▶ _PASSAGE FOR REVIEW_:
┌──
Synopsis: Government researchers and auto companies are developing a device called DADSS (Driver Alcohol Detection System for Safety) that can inobtrusively test whether a person is drunk as he attempts to start his car. If so, DADDS makes the car inoperable. Experts explain how it will work and debate some of the issues surrounding its possible rollout.

Host: Reed Pence. Guests: J. T. Griffin, Chief Government Affairs Officer, Mothers Against Drunk Driving; Sarah Longwell, Managing Director, American Beverage Institute; Dr. Bud Zaouk, Program and Technical Manager, DADSS development program

Links for more information:

DADDS Anti-Drunk Driving Technology

Reed Pence: A generation or two ago, America’s view of drunk driving was a lot different than it is now. Back in 1982, 60 percent of all fatalities on the roads were alcohol-related. But we took it lightly, or we didn’t think we could do anything about it.

JT Griffin: At the time drunk driving really was a joke on late night television and in the famous scenes from Johnny Carson making fun of people drinking too much and driving.

Pence: That’s J.T. Griffin, chief government affairs officer at Mothers Against Drunk Driving.

Griffin: One of the first contributions that MADD really made to the issue is we put a face with the crime and MADD really educated the public that it’s really not okay to drink and drive and that the consequences are in fact deadly. Our founder Candice Lightner really shared her story of losing her daughter with the world and I think that really humanized the issue for many.

Sarah Longwell: Well I think it’s education and I think that there’s been a concerted effort both from groups like Mothers Against Drunk Driving, public health advocates and the hospitality industry who have all focused on, in their own specific ways, insuring that people understand that drinking to excess and then getting behind the wheel has deadly consequences.

Pence: Sarah Longwell is managing director of the American Beverage Institute, a restaurant trade association.

Longwell: And I think that that’s had a real impact psychologically on the public. People understand now. It used to be that a cop would pull you over maybe and kinda pat you on the head and say, ‘hey don’t do that again,’ and just send you on your way. Now there are real consequences associated with drunk driving.

Pence: However, education can go only so far. Drunk driving fatalities have been cut by more than a half since 1980, but they still account for nearly a third of traffic deaths, about 10,000 a year. And especially late on Friday or Saturday nights it’s scary to think how many people are still driving drunk again and again.
└──
▶ _PROVIDED DATA_:
┌──
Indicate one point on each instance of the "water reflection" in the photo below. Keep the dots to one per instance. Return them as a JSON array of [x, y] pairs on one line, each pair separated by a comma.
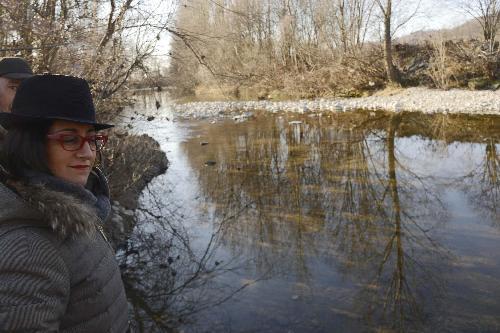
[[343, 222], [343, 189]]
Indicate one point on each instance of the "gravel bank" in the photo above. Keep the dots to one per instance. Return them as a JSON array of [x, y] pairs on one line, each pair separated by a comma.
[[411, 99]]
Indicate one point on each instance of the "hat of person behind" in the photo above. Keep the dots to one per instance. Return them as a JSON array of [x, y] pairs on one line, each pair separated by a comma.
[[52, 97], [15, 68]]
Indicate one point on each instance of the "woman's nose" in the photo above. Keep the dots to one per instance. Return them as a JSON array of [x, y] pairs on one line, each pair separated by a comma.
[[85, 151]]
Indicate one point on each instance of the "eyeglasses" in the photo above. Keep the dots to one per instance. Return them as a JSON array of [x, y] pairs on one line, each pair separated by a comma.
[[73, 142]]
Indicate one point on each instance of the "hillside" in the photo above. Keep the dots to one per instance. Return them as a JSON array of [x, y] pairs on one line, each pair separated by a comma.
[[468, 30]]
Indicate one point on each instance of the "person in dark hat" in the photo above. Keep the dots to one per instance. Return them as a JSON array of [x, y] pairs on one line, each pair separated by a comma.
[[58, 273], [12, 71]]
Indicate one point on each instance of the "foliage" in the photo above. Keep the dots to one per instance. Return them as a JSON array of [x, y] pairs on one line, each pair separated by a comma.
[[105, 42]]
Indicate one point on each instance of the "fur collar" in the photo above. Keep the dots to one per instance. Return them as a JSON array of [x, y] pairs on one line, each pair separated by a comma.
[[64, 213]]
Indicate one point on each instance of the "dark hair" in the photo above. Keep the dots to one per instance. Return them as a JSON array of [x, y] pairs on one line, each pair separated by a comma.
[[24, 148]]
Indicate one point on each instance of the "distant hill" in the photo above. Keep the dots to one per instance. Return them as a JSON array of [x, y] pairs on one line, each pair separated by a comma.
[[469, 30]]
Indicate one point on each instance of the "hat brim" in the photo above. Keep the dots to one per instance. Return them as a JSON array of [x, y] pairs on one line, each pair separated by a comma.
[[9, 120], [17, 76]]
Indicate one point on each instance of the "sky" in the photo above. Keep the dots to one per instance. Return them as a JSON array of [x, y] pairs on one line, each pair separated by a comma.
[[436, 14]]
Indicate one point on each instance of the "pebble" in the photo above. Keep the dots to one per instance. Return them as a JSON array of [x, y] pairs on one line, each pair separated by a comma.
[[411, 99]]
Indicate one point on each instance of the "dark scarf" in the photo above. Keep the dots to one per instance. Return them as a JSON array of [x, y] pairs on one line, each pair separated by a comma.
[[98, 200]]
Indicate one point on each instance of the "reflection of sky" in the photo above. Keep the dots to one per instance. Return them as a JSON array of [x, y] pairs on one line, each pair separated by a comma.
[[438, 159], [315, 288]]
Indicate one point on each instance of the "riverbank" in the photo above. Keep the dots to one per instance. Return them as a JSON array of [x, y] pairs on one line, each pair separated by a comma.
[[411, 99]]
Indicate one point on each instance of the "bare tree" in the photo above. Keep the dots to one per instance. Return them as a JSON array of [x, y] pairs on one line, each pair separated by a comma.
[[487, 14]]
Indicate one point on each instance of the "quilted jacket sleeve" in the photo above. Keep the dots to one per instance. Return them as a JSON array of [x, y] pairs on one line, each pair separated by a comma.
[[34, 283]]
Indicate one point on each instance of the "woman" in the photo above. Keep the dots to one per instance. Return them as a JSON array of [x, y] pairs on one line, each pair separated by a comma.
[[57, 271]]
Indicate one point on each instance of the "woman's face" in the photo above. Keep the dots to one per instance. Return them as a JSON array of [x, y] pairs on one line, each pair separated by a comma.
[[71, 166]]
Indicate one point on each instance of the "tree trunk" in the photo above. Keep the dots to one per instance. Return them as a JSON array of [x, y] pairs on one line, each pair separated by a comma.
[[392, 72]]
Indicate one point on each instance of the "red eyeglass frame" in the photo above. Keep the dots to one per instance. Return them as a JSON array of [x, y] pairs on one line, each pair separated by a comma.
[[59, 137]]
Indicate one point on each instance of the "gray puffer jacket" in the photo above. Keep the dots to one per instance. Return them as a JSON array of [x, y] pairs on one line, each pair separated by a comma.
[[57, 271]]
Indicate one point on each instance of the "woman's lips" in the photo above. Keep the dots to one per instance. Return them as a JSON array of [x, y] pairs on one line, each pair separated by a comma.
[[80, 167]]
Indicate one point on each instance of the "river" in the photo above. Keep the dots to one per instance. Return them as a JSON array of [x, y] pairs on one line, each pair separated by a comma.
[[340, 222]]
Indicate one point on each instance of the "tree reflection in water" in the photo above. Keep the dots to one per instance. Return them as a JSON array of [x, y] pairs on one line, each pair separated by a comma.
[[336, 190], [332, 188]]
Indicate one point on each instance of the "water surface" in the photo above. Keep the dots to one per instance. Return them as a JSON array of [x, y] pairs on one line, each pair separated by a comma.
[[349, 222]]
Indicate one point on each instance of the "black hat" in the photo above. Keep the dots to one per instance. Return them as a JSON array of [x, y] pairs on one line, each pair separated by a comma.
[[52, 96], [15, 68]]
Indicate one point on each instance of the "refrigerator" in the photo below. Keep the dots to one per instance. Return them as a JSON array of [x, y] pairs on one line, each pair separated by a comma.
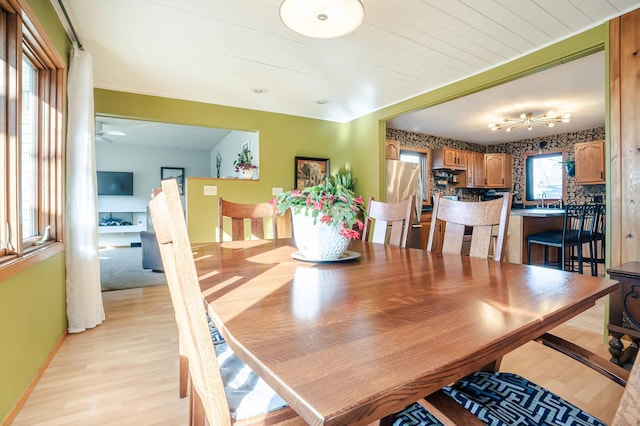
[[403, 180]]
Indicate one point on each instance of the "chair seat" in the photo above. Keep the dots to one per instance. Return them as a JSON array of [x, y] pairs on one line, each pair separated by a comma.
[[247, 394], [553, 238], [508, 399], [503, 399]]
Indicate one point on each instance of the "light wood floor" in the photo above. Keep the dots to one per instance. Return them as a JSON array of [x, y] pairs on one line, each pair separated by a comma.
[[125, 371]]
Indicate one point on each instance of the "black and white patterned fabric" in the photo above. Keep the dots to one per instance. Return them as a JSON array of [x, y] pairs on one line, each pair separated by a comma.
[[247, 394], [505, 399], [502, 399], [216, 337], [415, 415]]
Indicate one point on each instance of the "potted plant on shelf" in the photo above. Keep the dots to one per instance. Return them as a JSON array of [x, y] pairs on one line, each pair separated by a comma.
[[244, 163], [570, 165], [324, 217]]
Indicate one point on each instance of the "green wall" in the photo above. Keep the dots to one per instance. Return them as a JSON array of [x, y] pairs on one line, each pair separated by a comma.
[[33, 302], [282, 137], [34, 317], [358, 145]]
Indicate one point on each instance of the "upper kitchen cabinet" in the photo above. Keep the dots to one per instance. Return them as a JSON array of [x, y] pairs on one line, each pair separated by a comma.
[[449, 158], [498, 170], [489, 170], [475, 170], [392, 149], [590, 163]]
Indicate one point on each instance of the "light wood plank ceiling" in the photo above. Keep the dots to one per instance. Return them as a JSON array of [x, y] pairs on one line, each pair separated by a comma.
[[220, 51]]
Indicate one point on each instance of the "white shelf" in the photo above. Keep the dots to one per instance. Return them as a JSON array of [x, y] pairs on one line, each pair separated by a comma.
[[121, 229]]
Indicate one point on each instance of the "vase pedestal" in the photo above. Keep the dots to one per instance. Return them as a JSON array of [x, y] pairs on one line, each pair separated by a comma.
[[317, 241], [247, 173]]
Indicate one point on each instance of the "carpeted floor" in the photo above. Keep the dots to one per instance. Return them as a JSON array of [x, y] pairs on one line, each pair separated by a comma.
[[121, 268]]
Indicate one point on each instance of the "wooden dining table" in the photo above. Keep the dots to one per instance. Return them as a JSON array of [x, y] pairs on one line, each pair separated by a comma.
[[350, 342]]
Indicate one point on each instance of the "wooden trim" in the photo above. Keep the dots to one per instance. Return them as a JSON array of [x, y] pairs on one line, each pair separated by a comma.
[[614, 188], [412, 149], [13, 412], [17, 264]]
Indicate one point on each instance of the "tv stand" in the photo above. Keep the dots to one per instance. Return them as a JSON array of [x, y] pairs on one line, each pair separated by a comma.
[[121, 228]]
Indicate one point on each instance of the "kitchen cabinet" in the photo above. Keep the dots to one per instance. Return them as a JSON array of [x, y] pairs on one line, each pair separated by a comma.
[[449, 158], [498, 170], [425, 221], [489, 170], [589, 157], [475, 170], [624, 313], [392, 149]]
└──
▶ _TASK ITEM A_: In the drunk-driving transcript, what share of all road fatalities were alcohol-related in 1982?
▶ _TASK ITEM B_: List every person named in the drunk-driving transcript.
▶ _TASK ITEM C_: Pick up the drunk-driving transcript after its last sentence and continue it.
You can set the material aside.

▶ _RESPONSE A_: 60 percent.

▶ _RESPONSE B_: Reed Pence, J. T. Griffin, Sarah Longwell, Bud Zaouk, Johnny Carson, Candice Lightner

▶ _RESPONSE C_:
Griffin: The average drunk driver will have driven drunk 80 times before they’re actually caught. So it’s largely a myth of the first time drunk driver, the person who just went out and accidentally had too many drinks and they’ve never done this and they’ll never do it again. Statistics show that most drunk drivers have done that 80 times before they’re ever caught. A lot of these people who are arrested are continuing to drink and drive and continuing to go out and do it. It’s not because law enforcement isn’t doing a good job, it’s because there’s just not enough law enforcement out there to catch all of the drunk drivers.

Pence: It’s always been a dream of groups such as MADD to be able to eliminate sobriety checkpoints on the road and other means of catching drunk drivers by making it impossible to drive drunk in the first place. They’ve placed their hopes on a technology that’s now under development. It’s called DADSS — driver alcohol detection system for safety. Its program and technical manager is Dr. Bud Zaouk.

Dr. Bud Zaouk: DADSS is a research program. It’s a collaborative effort; it’s a public/private partnership within the automotive industry and the Metro Highway Traffic Safety Administration, part of the U.S. Department of Transportation. We have the worlds leading automakers on board supporting this effort, a  passive non-evasive alcohol detection system.

Pence: The DADSS system would check a driver’s blood alcohol content while he’s starting the car and if he’s drunk, make the car immobile. Two systems are under consideration — a breath-based system mounted near the steering wheel, which would collect samples from normal breathing, and a touch based system, probably in the start button.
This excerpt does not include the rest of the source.